■ Instrucciones
- A) Contesta estas preguntas sobre el fragmento del recital:
(i) ¿Cuánto cuesta la entrada al recital?
(ii) ¿A qué banda atribuye el autor, sin estar seguro, la canción "The KKK took my baby away"?
(iii) Según el fragmento del recital, ¿cómo aprendieron los chicos las canciones que tocan?
- B) Extrae de las filas cada línea que contenga la palabra "wheel", respetando mayúsculas y minúsculas.

■ Fragmento del texto
Es un recital, e incluso se cobra una entrada de tres mangos que tiene más de simbólica que de onerosa, pero que vale como precio a pagar por lo que se va a buscar. La música no parece ser lo más relevante, según la oreja que la escuche, pero las canciones se suceden como himnos. Muchas son en inglés, y es tan atinado como increíble pensarlas como chips de transmisión cultural que han ido dejando semillas en diferentes generaciones de chicos en los últimos treinta años. Viajeras en el tiempo y en el espacio que plantaron e izaron banderas desde Europa del Este hasta Sudamérica, tal vez con distintos tiempos de maduración, de la mano particulares circunstancias socioculturales y políticas. No vale la pena detenerse a pensar, entonces, en lo desafinado que suena “The KKK took my baby away” (“El Ku Klux Klan se llevó a mi chica”, creo que de The Ramones, banda pionera del punk americano, pero sobre todo del punk sudamericano, aparecida en los clubes neoyorquinos allá por el 76, creo).
Los chicos tocan realmente mal, y lo cierto es que parecen darse cuenta. Son un desastre, si se entiende la música sólo como una forma de combinar sonidos en función de ciertas normas. Uno toca más rápido, después baja, no hay tempo, no hace falta. No hay todavía una conciencia grupal en el sentido de que todos los instrumentos tienen que estar de acuerdo para empezar y terminar cada compás, un marco referencial conjunto sobre el cual alterar esa lógica pero por elección y no por error. No se sabe –nadie se los dice y no parece importarles-- que ese acuerdo entre los componentes de una base rítmica sirve para optimizar la potencia y la energía buscada.
No. Los chicos tocan las canciones que se aprendieron de memoria cada uno por su lado. Podría pensarse, sin darle demasiada bolilla al asunto, que todavía no hicieron el tránsito de la masturbación --sexual o musical-- al acto –sexual o musical—de compartir. Pensar así podría implicar no entenderlos del todo, o por ahí sería pretender que nada pasó en los últimos treinta años.

Fragmentos de datos de etiquetado de ubicación
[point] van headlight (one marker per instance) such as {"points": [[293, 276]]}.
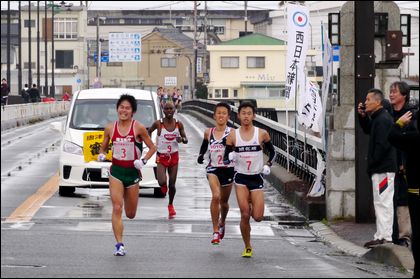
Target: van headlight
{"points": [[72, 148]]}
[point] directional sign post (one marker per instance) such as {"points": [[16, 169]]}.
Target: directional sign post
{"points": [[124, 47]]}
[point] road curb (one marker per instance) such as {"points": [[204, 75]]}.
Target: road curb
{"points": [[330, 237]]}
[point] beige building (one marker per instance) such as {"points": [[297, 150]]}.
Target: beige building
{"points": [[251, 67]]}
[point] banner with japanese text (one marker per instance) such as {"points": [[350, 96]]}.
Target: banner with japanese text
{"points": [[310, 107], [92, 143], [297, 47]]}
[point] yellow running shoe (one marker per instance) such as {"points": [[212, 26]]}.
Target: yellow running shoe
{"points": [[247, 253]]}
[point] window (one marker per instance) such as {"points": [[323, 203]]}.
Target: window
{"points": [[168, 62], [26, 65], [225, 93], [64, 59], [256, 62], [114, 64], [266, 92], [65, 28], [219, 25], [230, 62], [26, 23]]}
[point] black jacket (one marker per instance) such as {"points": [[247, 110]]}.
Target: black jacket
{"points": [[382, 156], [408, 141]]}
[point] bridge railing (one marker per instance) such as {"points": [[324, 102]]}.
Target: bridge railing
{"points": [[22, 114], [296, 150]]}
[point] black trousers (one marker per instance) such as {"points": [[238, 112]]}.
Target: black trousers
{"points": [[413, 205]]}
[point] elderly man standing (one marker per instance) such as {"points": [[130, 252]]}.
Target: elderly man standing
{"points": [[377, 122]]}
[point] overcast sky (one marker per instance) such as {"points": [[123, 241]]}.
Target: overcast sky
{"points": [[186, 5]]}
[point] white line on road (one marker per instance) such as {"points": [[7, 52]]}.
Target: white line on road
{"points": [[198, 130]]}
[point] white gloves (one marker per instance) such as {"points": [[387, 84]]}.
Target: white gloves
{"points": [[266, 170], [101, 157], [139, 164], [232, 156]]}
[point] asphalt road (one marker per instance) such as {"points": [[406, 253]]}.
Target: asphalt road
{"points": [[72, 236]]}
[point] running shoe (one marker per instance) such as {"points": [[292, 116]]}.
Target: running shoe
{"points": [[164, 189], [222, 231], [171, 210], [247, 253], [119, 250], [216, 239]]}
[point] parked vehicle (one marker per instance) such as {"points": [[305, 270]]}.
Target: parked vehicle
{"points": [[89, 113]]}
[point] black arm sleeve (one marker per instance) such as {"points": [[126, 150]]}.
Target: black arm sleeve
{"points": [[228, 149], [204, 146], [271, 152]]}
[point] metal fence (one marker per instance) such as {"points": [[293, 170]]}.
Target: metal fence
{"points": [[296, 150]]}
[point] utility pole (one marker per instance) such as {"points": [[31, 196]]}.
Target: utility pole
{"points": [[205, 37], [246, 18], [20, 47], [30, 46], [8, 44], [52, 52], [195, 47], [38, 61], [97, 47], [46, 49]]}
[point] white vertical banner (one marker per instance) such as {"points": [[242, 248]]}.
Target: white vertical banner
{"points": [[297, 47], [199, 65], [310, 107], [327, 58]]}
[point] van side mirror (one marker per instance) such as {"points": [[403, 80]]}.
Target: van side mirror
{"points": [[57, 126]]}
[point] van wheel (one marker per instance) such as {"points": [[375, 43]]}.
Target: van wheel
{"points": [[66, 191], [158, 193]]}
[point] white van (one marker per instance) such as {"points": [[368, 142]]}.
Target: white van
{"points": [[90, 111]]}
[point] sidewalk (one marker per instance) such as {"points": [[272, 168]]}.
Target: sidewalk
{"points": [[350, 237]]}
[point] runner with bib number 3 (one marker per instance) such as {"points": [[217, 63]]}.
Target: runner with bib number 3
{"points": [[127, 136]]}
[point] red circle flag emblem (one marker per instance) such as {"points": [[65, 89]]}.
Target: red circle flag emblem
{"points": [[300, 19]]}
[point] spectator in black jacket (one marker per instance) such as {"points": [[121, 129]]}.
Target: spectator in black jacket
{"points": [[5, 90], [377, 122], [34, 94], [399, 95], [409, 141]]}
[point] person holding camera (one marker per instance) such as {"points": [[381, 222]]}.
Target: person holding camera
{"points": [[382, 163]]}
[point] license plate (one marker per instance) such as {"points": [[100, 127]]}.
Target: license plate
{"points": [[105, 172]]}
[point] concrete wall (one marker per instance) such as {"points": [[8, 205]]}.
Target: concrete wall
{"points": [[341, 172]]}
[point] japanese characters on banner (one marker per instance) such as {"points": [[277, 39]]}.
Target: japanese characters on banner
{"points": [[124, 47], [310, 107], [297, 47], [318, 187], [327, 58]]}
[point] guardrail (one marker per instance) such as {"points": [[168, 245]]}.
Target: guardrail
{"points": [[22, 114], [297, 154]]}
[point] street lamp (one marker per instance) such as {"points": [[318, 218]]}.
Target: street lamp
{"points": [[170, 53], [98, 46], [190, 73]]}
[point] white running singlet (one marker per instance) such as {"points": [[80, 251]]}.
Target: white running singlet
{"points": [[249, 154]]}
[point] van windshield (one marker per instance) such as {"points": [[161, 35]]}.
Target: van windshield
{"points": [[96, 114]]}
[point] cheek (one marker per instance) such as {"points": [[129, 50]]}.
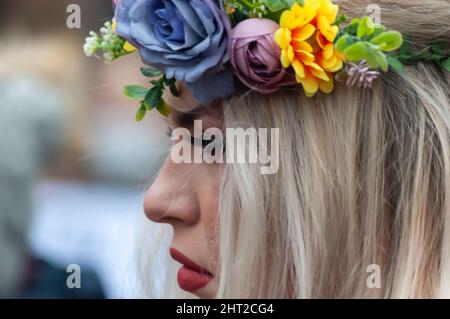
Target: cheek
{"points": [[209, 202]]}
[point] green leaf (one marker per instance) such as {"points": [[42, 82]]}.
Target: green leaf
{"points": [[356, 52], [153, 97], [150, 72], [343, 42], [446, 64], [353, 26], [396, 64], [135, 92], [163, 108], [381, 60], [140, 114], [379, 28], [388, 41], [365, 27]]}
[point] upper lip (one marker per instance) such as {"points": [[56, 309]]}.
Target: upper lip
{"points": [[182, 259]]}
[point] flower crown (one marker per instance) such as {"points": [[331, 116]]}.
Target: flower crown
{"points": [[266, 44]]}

■ Respuestas por tarea
- A)
(i) Tres mangos.
(ii) The Ramones.
(iii) De memoria, cada uno por su lado.

- B)
[point] van wheel (one marker per instance) such as {"points": [[375, 43]]}.
Target: van wheel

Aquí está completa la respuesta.